Tengo fragmentos que dejo anotados por ahí. Aquí uno: «No importa qué día es. Son las 2:38 a.m., Monserrat se despierta y, sin siquiera abrir los ojos, chilla desde el colecho que pegamos a mi lado de la cama. Siento una presión interna en mis tetas. Las toco: están duras y duelen. Montse grita. Me retiro el sostén y empieza a gotear leche de mis pezones. Le ofrezco la teta derecha y ella se pega. La lactancia me une con mi cría; es una especie de cordón umbilical, ahora formado por un líquido blanquecino. La alimento entre 10 y 12 horas al día —a eso se traduce la «libre demanda», una jornada laboral que no distingue horarios–”.
Otro fragmento: «Dicen que la lactancia no duele; mienten. Siempre duele, incluso si sigo las instrucciones, si hay producción de leche y buen agarre. Por ejemplo, ayer, mientras me duchaba, noté un bulto en el seno izquierdo. Durante el día, sentí punzadas en la teta y, por la noche, la zona estaba enrojecida y me dolían las articulaciones. Las alarmas se encendieron: mastitis. Me diagnosticaron congestión mamaria. El tratamiento: masajes desde la axila hacia el pezón cada dos horas, extracción con extractor eléctrico, acetaminofén cada ocho horas y compresas frías. (La escena es un cuadro divertidísimo: tengo un tetero plástico en cada teta, conectados por una manguera que va a un aparato rosa, donde puedo elegir si quiero un masaje o extracción. Lo enciendo, vibra y succiona la leche. Me siento una vaca. Este cuerpo me sobrepasa)”.

- - - -

EJERCICIOS PROPUESTOS:
**1)** Según el texto sobre la lactancia, ¿qué diagnóstico se recibió después de notar el bulto en el seno izquierdo?
**2)** Prolonga el texto sobre la lactancia a partir del punto en que termina.

- - - -

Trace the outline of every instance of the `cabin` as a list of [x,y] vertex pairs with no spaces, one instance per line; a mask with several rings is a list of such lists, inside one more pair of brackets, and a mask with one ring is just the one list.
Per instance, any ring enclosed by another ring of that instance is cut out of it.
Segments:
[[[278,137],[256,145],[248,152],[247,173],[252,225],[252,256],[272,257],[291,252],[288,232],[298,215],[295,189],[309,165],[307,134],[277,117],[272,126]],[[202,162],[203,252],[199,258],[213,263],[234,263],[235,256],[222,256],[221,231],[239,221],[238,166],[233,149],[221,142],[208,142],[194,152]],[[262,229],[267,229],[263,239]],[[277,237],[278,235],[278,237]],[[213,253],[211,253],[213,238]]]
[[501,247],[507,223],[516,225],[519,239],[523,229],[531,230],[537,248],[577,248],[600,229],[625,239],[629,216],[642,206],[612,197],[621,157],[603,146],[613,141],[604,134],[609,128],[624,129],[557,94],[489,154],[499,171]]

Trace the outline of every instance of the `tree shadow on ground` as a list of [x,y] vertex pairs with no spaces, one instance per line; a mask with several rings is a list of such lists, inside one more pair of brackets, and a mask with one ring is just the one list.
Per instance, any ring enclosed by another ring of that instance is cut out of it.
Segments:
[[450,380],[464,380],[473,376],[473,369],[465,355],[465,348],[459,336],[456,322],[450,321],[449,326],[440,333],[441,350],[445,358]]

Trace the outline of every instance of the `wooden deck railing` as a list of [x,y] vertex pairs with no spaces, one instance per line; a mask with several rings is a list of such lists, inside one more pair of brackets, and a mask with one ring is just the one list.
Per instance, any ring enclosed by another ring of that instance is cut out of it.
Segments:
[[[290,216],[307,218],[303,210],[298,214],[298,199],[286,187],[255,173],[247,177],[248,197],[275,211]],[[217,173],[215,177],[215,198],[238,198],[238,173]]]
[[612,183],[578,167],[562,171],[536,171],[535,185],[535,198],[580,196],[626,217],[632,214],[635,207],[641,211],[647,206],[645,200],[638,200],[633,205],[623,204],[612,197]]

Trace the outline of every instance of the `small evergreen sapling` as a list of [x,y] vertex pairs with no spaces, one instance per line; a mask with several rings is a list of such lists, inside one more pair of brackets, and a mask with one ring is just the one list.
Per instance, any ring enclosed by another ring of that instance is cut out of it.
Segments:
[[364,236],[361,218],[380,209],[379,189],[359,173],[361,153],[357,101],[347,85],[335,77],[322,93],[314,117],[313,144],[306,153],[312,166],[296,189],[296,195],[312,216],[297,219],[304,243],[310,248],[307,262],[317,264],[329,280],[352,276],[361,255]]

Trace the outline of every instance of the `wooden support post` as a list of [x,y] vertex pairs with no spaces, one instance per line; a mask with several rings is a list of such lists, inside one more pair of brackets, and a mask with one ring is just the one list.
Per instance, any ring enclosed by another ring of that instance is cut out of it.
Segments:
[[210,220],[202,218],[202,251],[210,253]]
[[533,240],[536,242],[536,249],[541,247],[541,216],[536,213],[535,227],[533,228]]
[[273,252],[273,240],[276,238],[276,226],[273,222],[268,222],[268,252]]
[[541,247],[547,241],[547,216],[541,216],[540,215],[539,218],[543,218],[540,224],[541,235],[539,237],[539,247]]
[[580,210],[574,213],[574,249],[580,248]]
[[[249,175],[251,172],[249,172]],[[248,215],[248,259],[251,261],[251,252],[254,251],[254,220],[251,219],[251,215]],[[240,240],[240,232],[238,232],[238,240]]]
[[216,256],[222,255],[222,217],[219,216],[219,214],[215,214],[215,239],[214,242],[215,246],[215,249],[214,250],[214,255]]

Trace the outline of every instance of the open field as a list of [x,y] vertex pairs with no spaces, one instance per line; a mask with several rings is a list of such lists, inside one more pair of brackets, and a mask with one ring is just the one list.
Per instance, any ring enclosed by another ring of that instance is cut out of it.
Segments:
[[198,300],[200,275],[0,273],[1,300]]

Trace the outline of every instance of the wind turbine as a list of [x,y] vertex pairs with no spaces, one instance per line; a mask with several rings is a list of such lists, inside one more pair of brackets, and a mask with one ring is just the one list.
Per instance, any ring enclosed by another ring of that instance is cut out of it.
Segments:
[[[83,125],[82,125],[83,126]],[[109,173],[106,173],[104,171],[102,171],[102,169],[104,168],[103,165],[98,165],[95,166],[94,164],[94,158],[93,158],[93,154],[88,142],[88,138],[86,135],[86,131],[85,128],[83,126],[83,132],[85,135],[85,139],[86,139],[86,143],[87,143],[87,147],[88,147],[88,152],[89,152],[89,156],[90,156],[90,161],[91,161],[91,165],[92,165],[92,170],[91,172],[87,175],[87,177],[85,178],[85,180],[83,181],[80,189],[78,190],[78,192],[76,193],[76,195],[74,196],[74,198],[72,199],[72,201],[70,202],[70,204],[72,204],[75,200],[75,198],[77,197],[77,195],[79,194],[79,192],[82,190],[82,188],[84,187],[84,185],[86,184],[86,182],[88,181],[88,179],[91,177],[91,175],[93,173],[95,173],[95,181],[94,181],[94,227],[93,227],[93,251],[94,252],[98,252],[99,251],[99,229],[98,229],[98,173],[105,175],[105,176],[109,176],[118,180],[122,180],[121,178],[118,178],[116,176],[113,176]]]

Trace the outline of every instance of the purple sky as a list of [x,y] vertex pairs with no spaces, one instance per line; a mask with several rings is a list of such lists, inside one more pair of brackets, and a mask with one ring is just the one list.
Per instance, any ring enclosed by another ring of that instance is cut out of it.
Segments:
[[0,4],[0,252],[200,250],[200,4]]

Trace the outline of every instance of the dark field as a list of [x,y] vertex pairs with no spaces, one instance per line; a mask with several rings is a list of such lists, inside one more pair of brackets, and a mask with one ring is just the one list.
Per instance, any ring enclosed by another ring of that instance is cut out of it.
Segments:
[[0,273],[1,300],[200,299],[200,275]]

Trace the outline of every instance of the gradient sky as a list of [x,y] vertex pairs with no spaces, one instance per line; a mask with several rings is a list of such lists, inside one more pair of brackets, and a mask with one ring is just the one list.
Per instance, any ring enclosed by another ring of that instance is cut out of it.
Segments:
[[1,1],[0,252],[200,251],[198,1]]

- - - -

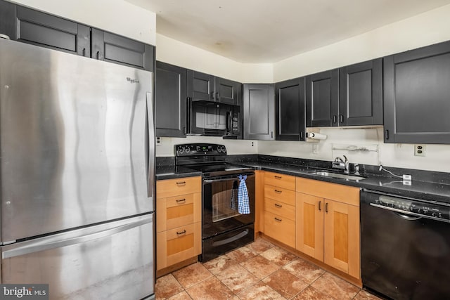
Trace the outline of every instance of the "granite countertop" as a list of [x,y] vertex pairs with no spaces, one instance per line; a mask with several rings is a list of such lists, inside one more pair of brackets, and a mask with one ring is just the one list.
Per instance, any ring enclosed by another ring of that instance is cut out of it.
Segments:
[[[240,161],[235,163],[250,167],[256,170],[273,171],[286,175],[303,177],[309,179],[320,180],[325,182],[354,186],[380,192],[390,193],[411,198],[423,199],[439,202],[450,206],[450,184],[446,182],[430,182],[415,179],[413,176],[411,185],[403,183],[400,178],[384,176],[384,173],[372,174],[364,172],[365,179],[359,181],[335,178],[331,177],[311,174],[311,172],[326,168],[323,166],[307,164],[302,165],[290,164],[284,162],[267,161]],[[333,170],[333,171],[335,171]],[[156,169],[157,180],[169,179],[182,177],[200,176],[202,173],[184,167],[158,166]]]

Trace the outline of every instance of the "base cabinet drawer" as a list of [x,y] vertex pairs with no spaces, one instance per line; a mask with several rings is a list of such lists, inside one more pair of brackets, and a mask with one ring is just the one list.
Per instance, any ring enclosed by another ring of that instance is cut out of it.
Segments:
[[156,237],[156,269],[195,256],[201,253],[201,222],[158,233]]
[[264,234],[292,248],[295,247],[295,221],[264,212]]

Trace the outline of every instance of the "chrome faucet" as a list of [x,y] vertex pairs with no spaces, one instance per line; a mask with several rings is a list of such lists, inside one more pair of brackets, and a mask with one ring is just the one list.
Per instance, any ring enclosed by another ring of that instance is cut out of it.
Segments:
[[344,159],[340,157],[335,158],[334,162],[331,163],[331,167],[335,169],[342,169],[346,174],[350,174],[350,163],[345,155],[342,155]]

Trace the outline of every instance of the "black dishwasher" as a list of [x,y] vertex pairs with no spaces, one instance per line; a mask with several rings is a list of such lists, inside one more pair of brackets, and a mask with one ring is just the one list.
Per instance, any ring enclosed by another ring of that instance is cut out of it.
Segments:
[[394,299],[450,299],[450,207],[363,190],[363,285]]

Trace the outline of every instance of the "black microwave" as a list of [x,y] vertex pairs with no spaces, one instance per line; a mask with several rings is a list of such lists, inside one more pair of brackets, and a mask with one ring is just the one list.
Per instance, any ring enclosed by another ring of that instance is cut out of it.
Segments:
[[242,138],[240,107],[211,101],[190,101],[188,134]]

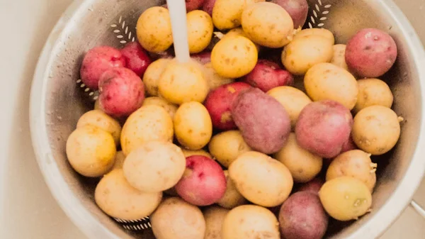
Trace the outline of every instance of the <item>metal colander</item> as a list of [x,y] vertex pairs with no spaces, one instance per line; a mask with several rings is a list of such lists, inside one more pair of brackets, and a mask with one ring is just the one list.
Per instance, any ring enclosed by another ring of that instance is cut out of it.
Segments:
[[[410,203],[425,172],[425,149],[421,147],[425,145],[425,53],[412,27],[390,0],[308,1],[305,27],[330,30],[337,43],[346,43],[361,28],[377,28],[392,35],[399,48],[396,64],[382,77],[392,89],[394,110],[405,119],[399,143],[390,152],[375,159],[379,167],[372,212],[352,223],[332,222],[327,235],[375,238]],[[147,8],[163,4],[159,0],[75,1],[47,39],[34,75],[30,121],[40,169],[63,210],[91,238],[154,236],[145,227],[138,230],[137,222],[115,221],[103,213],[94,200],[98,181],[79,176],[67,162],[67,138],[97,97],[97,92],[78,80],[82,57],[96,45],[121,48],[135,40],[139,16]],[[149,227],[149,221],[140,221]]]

- - - -

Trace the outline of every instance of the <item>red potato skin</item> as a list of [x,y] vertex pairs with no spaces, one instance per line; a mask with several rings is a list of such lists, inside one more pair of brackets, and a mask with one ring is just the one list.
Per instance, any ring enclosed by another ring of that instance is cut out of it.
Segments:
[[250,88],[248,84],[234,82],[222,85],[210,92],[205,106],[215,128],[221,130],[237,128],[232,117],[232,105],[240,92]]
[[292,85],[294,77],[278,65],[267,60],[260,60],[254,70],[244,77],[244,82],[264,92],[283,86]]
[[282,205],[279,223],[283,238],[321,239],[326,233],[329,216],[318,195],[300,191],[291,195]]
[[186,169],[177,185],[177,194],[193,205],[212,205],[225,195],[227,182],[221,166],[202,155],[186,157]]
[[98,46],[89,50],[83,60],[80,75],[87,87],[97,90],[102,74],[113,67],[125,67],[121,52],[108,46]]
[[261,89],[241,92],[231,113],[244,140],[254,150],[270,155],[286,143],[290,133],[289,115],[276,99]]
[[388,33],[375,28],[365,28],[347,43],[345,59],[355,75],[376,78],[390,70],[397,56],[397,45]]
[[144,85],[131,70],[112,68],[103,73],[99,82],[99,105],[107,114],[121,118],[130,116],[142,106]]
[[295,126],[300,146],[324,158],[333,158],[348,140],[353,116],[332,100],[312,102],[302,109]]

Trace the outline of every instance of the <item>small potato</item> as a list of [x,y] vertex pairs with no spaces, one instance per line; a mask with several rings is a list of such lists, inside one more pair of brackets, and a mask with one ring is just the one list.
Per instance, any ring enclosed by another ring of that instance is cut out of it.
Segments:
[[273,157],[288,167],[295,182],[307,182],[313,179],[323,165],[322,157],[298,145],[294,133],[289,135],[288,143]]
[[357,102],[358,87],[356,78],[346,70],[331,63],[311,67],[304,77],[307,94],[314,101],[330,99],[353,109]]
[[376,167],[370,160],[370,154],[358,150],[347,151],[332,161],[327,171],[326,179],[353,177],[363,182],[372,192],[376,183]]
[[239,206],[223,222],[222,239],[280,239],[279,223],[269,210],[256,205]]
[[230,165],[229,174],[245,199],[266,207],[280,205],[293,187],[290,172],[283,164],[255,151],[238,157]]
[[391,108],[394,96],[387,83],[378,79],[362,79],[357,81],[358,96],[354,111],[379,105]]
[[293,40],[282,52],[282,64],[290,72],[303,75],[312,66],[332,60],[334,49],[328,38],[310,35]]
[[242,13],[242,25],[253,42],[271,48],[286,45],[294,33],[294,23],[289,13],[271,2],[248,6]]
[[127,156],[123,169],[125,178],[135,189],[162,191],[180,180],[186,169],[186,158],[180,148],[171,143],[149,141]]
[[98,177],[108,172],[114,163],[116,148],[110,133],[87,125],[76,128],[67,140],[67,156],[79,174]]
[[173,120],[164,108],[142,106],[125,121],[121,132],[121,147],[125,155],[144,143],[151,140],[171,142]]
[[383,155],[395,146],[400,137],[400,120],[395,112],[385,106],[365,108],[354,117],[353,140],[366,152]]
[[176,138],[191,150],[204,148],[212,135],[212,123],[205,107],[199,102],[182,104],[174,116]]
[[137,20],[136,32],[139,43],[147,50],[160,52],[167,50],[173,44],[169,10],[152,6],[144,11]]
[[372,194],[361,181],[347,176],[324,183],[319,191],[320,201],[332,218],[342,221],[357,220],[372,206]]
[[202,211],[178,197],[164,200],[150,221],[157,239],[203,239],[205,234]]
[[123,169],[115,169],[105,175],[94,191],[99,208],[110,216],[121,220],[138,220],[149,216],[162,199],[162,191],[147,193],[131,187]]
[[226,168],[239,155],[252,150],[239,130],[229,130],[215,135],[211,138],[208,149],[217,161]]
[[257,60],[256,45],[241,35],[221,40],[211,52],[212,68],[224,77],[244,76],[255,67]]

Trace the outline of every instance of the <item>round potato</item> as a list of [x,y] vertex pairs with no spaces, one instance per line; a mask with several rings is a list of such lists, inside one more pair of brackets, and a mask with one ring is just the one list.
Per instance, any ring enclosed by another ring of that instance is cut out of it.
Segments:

- - - -

RESPUESTAS POR TAREA:
**1)** Congestión mamaria.

**2)**
En otro escrito: «Montse está pegada a la teta y yo siento cómo me apago. Me arden los ojos por las lágrimas que derramé en la tarde, por rabia, cansancio y soledad. Porque, aunque Hombre está a mi lado, es imposible el 50-50. Fue este cuerpo el que gestó, parió y ahora alimenta. Él me acompaña, sostiene, cuida, acaricia y agradece… Es tanto y tan poco a la vez».
Y en un papel doblado entre las páginas de la libreta: «Voy sin camiseta y con las tetas al aire por la casa. Después del parto, he perdido la vergüenza ante la desnudez. De pasada, veo mi reflejo en el espejo: la barriga caída, los pezones agrietados que brillan por un gel con olor a menta, que ayuda a recuperar el tejido. Este cuerpo se siente distinto: dolorido y extraño. La prolactina, los estrógenos, la progesterona y el cortisol forman un cóctel de hormonas que determina mi energía, mi sueño y mi estado de ánimo. Ni mi cuerpo ni el tiempo me pertenecen; están siempre disponibles para la recién nacida, cuya gestación continúa fuera del útero. Ella necesita de mí para recibir protección, calor y alimento… para sentirse segura».
En dos días se cumplen dos meses desde aquel viernes en el que parí. Releo lo que escribo y pienso: traer a la vida y entregar a Montserrat al mundo ha sido lo más importante, brutal, desafiante y animal que he hecho… Entonces me pregunto: ¿Realmente quería ser mamá?